* PROBLEM DESCRIPTION *
For this exercise, print all of the data exactly as given.

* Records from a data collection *
---

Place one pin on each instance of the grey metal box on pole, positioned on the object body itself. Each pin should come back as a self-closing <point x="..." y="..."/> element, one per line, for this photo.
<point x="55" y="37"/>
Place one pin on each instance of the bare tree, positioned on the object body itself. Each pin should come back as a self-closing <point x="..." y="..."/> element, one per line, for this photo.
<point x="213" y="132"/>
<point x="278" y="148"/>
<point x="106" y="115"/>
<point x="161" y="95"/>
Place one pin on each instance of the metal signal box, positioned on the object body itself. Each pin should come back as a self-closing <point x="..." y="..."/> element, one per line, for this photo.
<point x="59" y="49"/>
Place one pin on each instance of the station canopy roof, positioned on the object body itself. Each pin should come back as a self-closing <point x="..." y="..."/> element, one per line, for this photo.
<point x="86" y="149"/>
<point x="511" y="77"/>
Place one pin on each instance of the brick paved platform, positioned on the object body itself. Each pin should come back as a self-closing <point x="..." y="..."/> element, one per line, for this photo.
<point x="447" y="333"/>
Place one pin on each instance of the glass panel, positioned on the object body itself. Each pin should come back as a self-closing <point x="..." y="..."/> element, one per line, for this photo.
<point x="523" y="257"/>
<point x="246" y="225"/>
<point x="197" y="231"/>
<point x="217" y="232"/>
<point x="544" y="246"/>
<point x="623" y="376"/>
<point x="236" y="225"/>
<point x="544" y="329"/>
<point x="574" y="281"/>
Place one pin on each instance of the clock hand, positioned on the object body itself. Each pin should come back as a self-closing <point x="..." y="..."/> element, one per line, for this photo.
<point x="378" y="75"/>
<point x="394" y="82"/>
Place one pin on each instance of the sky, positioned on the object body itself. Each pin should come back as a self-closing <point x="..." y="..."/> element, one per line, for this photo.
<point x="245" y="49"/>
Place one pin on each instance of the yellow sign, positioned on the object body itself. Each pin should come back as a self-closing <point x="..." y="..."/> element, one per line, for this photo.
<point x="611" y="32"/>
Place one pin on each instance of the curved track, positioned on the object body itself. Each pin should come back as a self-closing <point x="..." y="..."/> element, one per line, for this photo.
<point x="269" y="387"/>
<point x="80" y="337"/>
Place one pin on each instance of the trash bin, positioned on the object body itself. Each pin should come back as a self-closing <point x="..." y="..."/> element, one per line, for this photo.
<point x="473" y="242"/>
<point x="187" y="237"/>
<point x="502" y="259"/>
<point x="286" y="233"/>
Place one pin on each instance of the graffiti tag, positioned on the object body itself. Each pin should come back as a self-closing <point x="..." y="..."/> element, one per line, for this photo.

---

* RESULT *
Place one pin on each instance of the grey metal box on pole, positioned on the object body itself. Each pin should come back as a self-closing <point x="..." y="..."/> element, one per line, for this photo.
<point x="55" y="37"/>
Place one pin on each instance of the bare tree, positioned on the object body itself. Each pin should come back as a self-closing <point x="..." y="..."/> element, one per line, for this photo.
<point x="213" y="132"/>
<point x="278" y="148"/>
<point x="106" y="115"/>
<point x="161" y="95"/>
Place one pin on each instance of the metal signal box, positioned on the object body itself. Each pin should come back as a self-closing <point x="..." y="..."/> element, one per line, for this photo.
<point x="59" y="49"/>
Place one pin on each instance of the station canopy roof, positioned on the object body itself. Each pin should come back as a self-closing <point x="..." y="..."/> element, one per line, for this photo.
<point x="86" y="149"/>
<point x="511" y="77"/>
Place one pin on each instance of the brick paved platform, positioned on the object body itself. Each pin should come back as a self-closing <point x="..." y="..."/> element, one per line, for this photo.
<point x="447" y="333"/>
Place one pin on each instance of the glass panel, positioned on the object body itself. Each pin should come back as a self-closing <point x="..." y="..."/> element, one per line, for this photo.
<point x="523" y="257"/>
<point x="246" y="225"/>
<point x="197" y="231"/>
<point x="217" y="232"/>
<point x="544" y="246"/>
<point x="623" y="376"/>
<point x="236" y="225"/>
<point x="544" y="329"/>
<point x="574" y="281"/>
Place one pin on each instance of the clock hand, positioned on the object body itself. Each pin should come back as a self-closing <point x="..." y="..."/> element, one per line, for this photo.
<point x="378" y="75"/>
<point x="394" y="82"/>
Place one pin on each instance of the sky, positioned on the object body itself. Each pin should come back as a self-closing <point x="..." y="..."/> element, one per line, for this photo.
<point x="245" y="49"/>
Place one pin on each instance of the yellow sign, positioned on the object body itself. Each pin should come back as a self-closing <point x="..." y="..."/> element, one per line, for this photo.
<point x="611" y="32"/>
Place one pin on each instance of the curved track, positioned on the object body itself. Each pin should come back as a self-closing <point x="..." y="..."/> element, one per line, for this photo.
<point x="269" y="387"/>
<point x="80" y="337"/>
Place one pin on each instance of the trash bin, positioned on the object body itself. Each pin should come back as a self-closing <point x="..." y="..."/> element, one per line, for this photo.
<point x="473" y="242"/>
<point x="187" y="237"/>
<point x="502" y="259"/>
<point x="286" y="233"/>
Place one pin on each instance of the graffiti tag, positioned on the object body itself. Each pin should come back as a self-closing <point x="..." y="..."/> element, one per line, for this photo.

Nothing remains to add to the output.